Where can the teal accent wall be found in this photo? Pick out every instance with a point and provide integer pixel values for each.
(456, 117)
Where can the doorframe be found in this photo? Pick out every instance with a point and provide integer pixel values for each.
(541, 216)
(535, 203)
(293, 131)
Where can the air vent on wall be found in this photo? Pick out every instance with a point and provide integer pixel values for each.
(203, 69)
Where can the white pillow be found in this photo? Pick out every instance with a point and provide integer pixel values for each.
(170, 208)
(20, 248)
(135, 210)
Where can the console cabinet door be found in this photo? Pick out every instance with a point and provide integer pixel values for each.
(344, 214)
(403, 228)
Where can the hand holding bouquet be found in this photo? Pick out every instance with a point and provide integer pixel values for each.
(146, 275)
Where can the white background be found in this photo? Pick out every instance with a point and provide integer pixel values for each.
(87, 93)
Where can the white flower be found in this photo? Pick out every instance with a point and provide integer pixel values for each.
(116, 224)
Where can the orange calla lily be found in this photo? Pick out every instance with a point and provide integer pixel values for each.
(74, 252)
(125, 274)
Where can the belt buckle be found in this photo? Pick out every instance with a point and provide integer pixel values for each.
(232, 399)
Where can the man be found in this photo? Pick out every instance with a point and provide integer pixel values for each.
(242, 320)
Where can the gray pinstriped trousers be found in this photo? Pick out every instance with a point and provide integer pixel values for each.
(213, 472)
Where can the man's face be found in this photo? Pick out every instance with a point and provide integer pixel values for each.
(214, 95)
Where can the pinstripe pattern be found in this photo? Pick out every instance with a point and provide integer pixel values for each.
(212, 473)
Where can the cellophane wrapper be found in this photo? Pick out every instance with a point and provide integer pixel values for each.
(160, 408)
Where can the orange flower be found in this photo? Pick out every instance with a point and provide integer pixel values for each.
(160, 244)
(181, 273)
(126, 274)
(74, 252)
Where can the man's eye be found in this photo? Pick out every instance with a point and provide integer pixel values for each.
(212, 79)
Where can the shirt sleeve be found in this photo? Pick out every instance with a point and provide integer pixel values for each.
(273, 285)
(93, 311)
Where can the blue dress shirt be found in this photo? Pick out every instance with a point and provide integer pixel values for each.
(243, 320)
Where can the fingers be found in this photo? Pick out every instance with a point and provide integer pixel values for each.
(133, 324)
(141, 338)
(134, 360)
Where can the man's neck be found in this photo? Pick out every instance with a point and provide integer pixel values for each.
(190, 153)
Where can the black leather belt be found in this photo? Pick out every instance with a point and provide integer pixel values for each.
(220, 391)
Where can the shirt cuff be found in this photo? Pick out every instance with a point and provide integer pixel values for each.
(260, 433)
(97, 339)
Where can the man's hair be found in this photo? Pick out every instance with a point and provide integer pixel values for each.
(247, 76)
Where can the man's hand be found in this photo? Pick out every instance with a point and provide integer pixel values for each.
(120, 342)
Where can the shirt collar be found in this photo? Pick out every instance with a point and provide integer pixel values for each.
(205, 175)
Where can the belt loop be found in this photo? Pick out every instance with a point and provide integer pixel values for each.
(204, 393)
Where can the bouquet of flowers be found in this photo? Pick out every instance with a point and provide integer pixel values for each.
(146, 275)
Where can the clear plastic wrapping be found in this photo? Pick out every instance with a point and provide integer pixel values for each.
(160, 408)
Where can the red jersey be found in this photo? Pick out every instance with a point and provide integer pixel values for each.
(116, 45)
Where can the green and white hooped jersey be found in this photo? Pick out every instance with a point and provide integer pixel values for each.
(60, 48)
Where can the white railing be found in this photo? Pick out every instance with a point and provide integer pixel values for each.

**********

• [実施事項]: 上記のデータをすべて、各行を一字一句変えずに書き写してください。

• [作業結果]:
Where can the teal accent wall be found in this photo? Pick out every instance with a point and provide integer pixel values for each.
(456, 117)
Where can the doorframe be found in this photo? Pick out every instance with a point and provide integer pixel values for each.
(541, 216)
(535, 203)
(293, 131)
Where can the air vent on wall be found in this photo? Pick out every instance with a point and provide integer pixel values for each.
(203, 69)
Where can the white pillow be found in this photo? Pick out every instance with a point and provide integer pixel values for each.
(170, 208)
(20, 248)
(135, 210)
Where can the console cabinet door be found in this photo? Pick out every instance with a point and provide integer pixel values for each.
(344, 214)
(403, 228)
Where can the hand holding bouquet be found in this photo? Pick out every instance with a point and provide integer pixel values for each.
(146, 275)
Where can the white background be found in this photo? Pick out every instance with a point and provide integer pixel values for each.
(87, 93)
Where can the white flower be found in this photo? Pick out every instance with a point and provide integer pixel values for each.
(116, 224)
Where can the orange calla lily be found in this photo? Pick out every instance with a point and provide integer pixel values for each.
(74, 252)
(125, 274)
Where can the belt buckle be found in this photo? Pick out every instance with a point and provide integer pixel values for each.
(232, 399)
Where can the man be found in this photo? Pick out every instance with a point and provide integer pixel values for each.
(242, 320)
Where can the gray pinstriped trousers be found in this photo? Pick out every instance with a point and provide integer pixel values for each.
(213, 472)
Where can the man's face be found in this photo? Pick out every instance with a point and provide integer pixel values for each.
(214, 95)
Where can the pinstripe pattern be found in this photo? Pick out every instance with a point and provide integer pixel values for each.
(212, 473)
Where can the cellophane wrapper be found in this photo? Pick out every instance with a point and provide integer pixel values for each.
(160, 408)
Where can the orange flower be found in this photo? Pick out every instance with a point and provide integer pixel values for each.
(160, 244)
(181, 273)
(126, 274)
(74, 252)
Where can the man's eye be found in this photo? Pick out every instance with a point and provide integer pixel values for each.
(212, 79)
Where can the shirt sleeve be found in this photo? Pick out every instance with a point and provide integer pixel values for each.
(273, 285)
(93, 311)
Where can the blue dress shirt be found in this photo? Pick out every instance with a point and provide integer pixel values for each.
(243, 320)
Where can the fingers be found in this photo? Pick out every instance with a point and provide integer pixel values for each.
(133, 324)
(141, 338)
(134, 360)
Where can the man's neck be found in this photo? Pick out every instance with a point and provide integer pixel values for each.
(190, 153)
Where can the black leather belt be found in this photo? Pick out every instance with a point and provide integer pixel values for each.
(220, 391)
Where can the shirt cuff be found in this photo? Pick out every instance with a point and provide integer pixel values for each.
(260, 433)
(97, 339)
Where can the man's hair be found in this photo? Pick out every instance with a point and provide integer pixel values for each.
(247, 76)
Where can the man's hand be found in this photo? Pick out every instance with a point and provide integer pixel values for each.
(120, 342)
Where can the shirt collar be found in this photo? Pick out every instance with a point and provide integer pixel values for each.
(205, 175)
Where can the belt loop be found in this photo? Pick out every instance with a point and provide integer pixel values for each.
(204, 393)
Where can the bouquet of flowers be found in this photo? Pick out every instance with a point and provide integer pixel values for each.
(146, 275)
Where can the clear plastic wrapping be found in this photo? Pick out every instance with a point and provide integer pixel values for each.
(160, 408)
Where can the red jersey be found in this photo? Pick out every instance with a point and provide integer pixel values for each.
(116, 45)
Where can the green and white hooped jersey be found in this photo? Pick out every instance with a point and provide integer pixel values for each.
(60, 48)
Where can the white railing be found in this photo? Pick out every instance with a point and provide integer pixel values for each.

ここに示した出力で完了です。